TRECHO FORNECIDO
· · · · ·
Nos preparamos preguiçosamente para enfrentar um novo dia de atividades quando, de repente, somos surpreendidos por uma palavra que não conhecemos – aléteia. Claro, não somos obrigados a saber o que esta palavra significa, até porque não faz parte de nosso idioma. É uma palavra grega. Seu significado, porém, faz parte dos conceitos que dominamos como essenciais na vida em sociedade:
Veracidade.
Confiança.
Retidão.
De onde surgiu esta palavra assim, tão de repente?
Especialistas em línguas antigas concordam que a origem da palavra seja léthó ou lanthanó que expressam aquele sentimento ou desejo de escapar de uma situação, de se safar ou de deixar algo cair no esquecimento. Como a palavra ganhou o sufixo a, mudou seu sentido. Passou a significar justamente o contrário: enfrentar a verdade e elucidar todos os fatos. Enquanto o novo termo foi se consolidando como palavra autônoma, surgiu logo também seu antônimo: pseudo, que significa falso.
· · · · ·
Registros de anotação de posição
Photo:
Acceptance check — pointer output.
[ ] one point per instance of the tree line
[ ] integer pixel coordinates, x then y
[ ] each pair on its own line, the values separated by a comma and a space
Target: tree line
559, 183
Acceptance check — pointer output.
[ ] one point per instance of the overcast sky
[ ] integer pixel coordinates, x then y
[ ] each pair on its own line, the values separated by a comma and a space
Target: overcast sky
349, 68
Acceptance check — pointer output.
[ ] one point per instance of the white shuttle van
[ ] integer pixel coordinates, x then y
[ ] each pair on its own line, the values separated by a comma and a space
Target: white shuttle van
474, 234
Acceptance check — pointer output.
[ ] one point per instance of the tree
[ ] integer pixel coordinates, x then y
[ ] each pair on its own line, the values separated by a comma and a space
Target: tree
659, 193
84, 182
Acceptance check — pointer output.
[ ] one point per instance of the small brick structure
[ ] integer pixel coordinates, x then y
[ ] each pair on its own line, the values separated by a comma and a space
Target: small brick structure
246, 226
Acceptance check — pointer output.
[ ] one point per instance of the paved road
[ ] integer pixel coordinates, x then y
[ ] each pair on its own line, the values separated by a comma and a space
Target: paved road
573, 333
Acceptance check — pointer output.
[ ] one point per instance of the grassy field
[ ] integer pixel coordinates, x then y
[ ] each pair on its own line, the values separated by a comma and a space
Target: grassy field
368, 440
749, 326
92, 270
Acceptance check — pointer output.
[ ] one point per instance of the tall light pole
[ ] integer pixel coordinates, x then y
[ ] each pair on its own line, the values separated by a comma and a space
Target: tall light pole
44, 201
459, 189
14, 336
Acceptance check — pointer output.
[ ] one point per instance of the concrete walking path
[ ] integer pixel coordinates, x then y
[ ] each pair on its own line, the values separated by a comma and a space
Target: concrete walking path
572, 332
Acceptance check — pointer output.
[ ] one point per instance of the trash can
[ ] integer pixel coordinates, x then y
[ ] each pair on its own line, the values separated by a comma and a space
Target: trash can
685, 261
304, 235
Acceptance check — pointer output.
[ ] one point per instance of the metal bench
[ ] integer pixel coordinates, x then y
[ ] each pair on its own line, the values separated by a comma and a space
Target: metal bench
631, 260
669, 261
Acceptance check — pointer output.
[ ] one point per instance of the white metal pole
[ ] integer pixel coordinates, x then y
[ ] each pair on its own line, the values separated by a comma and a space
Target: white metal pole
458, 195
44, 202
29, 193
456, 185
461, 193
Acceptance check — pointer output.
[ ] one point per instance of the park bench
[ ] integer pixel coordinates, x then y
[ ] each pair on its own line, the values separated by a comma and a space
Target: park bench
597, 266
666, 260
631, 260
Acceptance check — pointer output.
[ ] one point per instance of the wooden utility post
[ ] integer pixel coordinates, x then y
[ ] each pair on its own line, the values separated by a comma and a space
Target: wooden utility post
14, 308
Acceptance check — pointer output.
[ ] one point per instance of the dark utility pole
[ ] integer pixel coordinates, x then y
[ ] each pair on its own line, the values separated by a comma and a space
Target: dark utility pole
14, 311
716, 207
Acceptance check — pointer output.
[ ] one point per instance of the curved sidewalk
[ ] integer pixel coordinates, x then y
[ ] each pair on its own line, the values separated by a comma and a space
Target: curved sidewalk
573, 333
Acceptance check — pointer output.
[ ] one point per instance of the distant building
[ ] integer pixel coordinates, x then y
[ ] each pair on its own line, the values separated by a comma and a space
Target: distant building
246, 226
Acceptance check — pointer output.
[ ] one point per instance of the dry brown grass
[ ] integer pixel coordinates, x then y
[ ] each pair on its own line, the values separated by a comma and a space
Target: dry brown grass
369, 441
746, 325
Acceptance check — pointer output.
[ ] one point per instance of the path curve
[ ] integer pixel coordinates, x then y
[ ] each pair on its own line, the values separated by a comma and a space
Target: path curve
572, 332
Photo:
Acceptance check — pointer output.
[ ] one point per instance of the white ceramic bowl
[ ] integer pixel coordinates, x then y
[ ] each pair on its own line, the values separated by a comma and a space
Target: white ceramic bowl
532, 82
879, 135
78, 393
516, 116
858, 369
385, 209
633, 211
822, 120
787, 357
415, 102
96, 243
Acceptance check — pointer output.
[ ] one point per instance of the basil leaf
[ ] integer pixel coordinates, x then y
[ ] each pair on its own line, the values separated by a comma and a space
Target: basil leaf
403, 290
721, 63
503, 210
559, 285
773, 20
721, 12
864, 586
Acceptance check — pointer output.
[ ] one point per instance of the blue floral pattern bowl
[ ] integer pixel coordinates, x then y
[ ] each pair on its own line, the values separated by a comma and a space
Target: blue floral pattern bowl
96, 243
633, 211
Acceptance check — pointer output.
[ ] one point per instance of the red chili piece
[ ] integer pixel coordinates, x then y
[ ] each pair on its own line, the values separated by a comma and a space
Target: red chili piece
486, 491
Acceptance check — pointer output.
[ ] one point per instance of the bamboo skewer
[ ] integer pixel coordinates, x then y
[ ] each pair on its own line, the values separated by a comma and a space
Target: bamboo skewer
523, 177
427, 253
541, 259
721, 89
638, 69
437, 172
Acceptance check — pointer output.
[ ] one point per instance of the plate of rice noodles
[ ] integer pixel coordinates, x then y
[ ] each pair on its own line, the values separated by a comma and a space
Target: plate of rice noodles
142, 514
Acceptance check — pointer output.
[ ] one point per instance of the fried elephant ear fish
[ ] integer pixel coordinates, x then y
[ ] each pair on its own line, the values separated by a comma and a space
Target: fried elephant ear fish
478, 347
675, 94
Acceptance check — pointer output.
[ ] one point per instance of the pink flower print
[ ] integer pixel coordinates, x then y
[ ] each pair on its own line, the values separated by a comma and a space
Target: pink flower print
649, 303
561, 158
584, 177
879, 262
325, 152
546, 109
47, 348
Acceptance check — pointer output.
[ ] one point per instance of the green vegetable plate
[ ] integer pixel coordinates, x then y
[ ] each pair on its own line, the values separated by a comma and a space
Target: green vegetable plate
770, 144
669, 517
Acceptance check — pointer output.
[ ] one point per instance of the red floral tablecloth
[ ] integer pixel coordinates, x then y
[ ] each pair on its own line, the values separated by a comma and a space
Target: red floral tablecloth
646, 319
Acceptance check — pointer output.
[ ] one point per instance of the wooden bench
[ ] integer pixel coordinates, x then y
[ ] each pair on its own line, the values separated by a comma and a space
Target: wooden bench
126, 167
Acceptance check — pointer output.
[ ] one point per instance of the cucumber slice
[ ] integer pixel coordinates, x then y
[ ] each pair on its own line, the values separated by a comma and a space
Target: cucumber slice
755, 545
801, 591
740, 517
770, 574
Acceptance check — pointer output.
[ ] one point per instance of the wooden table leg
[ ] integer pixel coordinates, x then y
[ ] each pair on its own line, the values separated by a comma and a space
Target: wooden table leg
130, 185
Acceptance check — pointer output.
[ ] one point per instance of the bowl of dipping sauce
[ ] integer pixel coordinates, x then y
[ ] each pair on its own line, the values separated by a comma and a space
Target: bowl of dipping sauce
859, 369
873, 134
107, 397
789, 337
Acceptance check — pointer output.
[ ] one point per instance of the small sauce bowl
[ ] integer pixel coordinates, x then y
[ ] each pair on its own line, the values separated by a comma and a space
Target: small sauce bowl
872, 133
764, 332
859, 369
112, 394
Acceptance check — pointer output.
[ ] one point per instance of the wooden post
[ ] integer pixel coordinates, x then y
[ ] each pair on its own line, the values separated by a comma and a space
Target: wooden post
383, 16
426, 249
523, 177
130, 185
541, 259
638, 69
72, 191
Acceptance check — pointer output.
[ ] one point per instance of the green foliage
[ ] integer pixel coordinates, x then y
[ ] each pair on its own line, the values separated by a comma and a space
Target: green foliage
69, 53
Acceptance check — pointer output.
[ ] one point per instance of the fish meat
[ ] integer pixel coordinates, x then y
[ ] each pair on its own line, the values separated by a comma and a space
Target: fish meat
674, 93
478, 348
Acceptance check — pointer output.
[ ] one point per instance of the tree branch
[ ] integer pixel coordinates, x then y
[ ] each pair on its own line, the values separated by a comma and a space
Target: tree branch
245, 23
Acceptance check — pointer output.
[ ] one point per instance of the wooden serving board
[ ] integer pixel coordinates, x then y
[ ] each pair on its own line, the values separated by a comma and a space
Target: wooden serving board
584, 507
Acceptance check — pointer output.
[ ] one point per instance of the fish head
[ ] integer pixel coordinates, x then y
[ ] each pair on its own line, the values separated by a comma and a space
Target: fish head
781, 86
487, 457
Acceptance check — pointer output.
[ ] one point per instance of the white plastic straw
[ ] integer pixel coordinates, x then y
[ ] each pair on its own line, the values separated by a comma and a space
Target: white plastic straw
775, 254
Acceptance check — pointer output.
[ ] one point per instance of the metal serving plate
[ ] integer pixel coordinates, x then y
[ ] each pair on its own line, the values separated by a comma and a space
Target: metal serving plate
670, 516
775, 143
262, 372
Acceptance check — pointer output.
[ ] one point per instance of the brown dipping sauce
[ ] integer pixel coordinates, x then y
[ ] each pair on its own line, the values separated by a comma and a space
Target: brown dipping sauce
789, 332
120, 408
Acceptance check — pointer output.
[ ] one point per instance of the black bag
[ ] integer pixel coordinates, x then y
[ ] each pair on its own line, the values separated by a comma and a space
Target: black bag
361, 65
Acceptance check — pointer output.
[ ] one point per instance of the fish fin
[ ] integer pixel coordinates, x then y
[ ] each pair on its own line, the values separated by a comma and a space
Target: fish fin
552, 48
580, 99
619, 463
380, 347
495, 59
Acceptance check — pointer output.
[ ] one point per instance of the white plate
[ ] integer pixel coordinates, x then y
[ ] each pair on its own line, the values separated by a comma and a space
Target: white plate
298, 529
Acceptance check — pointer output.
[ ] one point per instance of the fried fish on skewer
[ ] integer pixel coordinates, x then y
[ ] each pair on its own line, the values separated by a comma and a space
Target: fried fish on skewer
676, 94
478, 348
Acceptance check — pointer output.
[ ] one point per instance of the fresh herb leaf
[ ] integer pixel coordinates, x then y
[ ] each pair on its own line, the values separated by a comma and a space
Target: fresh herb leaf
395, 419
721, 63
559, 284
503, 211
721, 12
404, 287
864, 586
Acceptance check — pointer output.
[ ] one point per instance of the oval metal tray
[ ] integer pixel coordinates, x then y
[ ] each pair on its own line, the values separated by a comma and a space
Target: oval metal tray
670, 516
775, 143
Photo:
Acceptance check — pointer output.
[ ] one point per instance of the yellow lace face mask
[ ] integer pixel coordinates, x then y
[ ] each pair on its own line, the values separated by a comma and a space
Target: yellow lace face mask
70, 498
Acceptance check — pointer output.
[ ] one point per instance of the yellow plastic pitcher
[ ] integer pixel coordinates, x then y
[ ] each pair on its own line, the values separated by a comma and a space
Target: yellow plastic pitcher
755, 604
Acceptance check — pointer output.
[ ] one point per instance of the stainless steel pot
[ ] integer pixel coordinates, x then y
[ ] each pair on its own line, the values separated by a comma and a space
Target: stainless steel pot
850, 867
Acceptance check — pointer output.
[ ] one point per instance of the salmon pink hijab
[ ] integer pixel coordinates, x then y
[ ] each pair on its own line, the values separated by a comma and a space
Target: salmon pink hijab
· · · · ·
O QUE PRODUZIR
Com base no trecho fornecido, responda:
(a) A que idioma pertence a palavra "aléteia"?
(b) Que sentimento ou desejo expressam "léthó" ou "lanthanó"?
(c) Que antônimo surgiu para o novo termo e qual é o seu significado?

A RESPOSTA
(a) Ao grego.
(b) O sentimento ou desejo de escapar de uma situação, de se safar ou de deixar algo cair no esquecimento.
(c) Pseudo, que significa falso.